» **AIM**
Your task is to write out exactly the lines from the line containing "As a warehouse robot's perception module, locate raised" through the end of the records, inclusive at both ends.

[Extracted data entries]
————

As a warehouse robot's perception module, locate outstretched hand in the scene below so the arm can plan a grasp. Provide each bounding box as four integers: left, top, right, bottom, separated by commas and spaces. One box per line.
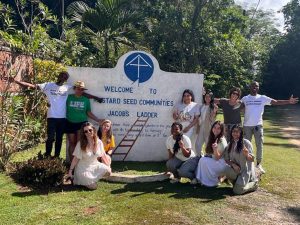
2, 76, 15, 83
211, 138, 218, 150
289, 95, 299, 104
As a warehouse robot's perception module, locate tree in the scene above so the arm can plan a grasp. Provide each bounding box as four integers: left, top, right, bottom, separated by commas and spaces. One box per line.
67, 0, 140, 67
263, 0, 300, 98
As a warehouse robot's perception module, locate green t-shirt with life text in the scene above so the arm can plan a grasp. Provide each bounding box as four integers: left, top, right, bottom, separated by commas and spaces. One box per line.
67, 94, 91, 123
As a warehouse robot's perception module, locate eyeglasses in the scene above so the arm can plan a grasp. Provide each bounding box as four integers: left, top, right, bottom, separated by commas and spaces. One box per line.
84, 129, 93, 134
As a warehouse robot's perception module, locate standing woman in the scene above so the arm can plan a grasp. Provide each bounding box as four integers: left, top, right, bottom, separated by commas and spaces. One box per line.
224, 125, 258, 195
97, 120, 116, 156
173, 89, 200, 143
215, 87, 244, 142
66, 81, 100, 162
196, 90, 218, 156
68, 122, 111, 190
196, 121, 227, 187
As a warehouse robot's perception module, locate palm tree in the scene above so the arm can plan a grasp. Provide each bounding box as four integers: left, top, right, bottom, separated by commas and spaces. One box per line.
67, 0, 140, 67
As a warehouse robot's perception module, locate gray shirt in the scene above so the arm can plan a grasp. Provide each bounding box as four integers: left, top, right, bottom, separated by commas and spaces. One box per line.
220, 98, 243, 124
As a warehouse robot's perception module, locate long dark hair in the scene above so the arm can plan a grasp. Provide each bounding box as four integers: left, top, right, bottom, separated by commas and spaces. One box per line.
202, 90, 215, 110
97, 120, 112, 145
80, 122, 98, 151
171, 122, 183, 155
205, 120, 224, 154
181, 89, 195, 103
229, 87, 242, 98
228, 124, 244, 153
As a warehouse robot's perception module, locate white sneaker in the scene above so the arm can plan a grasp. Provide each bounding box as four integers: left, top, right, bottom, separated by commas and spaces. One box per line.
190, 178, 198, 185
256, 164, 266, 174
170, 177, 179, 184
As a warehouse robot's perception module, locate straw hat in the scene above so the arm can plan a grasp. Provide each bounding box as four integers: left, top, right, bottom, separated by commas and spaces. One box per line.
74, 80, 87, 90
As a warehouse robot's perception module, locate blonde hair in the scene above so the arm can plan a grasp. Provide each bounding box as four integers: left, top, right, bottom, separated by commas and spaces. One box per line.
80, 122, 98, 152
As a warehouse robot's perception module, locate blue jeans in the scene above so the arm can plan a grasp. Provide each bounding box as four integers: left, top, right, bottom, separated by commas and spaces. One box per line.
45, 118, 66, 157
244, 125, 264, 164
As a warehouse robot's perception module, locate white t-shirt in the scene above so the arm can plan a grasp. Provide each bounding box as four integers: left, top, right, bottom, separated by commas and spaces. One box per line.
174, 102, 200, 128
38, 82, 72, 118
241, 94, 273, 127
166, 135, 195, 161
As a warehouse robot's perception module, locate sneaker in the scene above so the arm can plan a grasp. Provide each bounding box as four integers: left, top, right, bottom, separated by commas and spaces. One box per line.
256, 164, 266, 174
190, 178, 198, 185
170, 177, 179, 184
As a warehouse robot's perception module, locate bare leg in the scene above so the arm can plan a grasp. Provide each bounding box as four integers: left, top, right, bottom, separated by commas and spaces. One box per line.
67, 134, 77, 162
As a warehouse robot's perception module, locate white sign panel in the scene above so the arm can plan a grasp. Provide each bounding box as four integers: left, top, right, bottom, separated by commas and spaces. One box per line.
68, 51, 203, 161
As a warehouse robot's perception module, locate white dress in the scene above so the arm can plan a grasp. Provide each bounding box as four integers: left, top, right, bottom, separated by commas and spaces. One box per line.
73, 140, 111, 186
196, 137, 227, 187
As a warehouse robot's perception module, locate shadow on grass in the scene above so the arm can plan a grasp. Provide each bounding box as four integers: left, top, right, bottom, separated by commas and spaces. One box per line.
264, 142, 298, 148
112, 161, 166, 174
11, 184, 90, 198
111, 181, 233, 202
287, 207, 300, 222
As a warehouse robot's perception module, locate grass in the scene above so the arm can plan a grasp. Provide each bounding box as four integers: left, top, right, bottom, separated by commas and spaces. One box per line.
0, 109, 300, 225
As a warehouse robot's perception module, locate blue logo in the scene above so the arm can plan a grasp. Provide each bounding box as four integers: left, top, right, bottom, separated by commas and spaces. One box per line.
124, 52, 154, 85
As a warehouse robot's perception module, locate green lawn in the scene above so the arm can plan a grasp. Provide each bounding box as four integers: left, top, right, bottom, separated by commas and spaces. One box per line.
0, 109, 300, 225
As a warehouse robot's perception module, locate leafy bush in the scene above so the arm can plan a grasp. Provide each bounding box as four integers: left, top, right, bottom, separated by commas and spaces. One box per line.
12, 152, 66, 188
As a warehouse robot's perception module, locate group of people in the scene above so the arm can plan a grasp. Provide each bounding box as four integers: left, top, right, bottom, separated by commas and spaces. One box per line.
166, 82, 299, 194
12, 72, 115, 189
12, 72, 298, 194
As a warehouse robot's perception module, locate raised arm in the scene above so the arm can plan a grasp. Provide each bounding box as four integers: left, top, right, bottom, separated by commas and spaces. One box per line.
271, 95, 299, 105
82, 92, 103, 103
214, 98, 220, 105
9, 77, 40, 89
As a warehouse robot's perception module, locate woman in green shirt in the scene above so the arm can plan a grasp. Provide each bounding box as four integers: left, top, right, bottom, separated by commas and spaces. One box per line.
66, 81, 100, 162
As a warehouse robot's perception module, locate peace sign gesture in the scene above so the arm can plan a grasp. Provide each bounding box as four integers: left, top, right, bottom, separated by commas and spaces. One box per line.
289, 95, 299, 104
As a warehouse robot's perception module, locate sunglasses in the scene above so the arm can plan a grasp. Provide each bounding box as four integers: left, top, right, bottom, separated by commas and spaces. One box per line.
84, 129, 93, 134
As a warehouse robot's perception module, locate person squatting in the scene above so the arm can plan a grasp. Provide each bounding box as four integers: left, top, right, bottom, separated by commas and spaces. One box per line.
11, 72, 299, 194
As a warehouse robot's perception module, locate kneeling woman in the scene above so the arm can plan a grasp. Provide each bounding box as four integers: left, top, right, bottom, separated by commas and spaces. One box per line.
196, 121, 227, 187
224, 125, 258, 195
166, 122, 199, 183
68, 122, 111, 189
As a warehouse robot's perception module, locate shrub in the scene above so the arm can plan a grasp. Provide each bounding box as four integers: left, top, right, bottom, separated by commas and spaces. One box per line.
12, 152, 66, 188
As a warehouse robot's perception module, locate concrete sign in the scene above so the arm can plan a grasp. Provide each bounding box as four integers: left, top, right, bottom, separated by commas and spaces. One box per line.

————

» **OUTPUT BELOW**
As a warehouse robot's perception module, locate raised arm in the scene above so the arm can plan a grasp. Provide each bounding box as four integers: left, top, right, bottom, separated by commas and spaces. One box per line.
271, 95, 299, 105
82, 92, 103, 103
214, 98, 220, 105
9, 77, 40, 89
As a warehouse robot's perception module, locate woman in green shirt in the scene above so the arm can plan a grasp. Provide each bounding box as four integers: left, top, right, bottom, separated by commas and spaces. One box per line.
66, 81, 100, 162
As a warehouse robot's perception module, locate peace sign gesture in the scene above so the arm can plan a grasp. Provide each bounding box as four integers: left, top, right, bottom, separated by commas and spaces. One box per line.
289, 95, 299, 104
As a warehouse robot's perception module, locate sunglasses in the scene above so the arm can plan a grasp. Provide each bounding box as four integers: left, top, right, bottom, separated by commas and spaces. One box per line.
84, 129, 93, 134
As a warehouse robot's perception module, locate person squatting in the scene above so the arm can plan a grasp. Provide each bounding box as four integers: left, top, right, bottom, separated by commas and spaces. One box per line.
11, 72, 299, 194
As a warehouse robot's perception module, locate kneeling woman in the scene above so the arm can plan a grasp. Provide each bounding box as four integers: left, top, right, bottom, separated by commas and spaces. One box per line.
196, 121, 227, 187
224, 125, 258, 195
166, 122, 199, 183
68, 122, 111, 189
As a warehouse robot's perception module, locate shrub in the scene above so the arm can plan a grasp. Provide each bounding box as four integers: left, top, right, bottom, separated by commas and spaces. One box per line.
12, 152, 66, 188
As a warehouse robot's perception module, locate concrete sign in the scene above so the arm can plan a grasp. Provide each bounding box as four integers: left, top, right, bottom, separated by commas and spaces. One box per line.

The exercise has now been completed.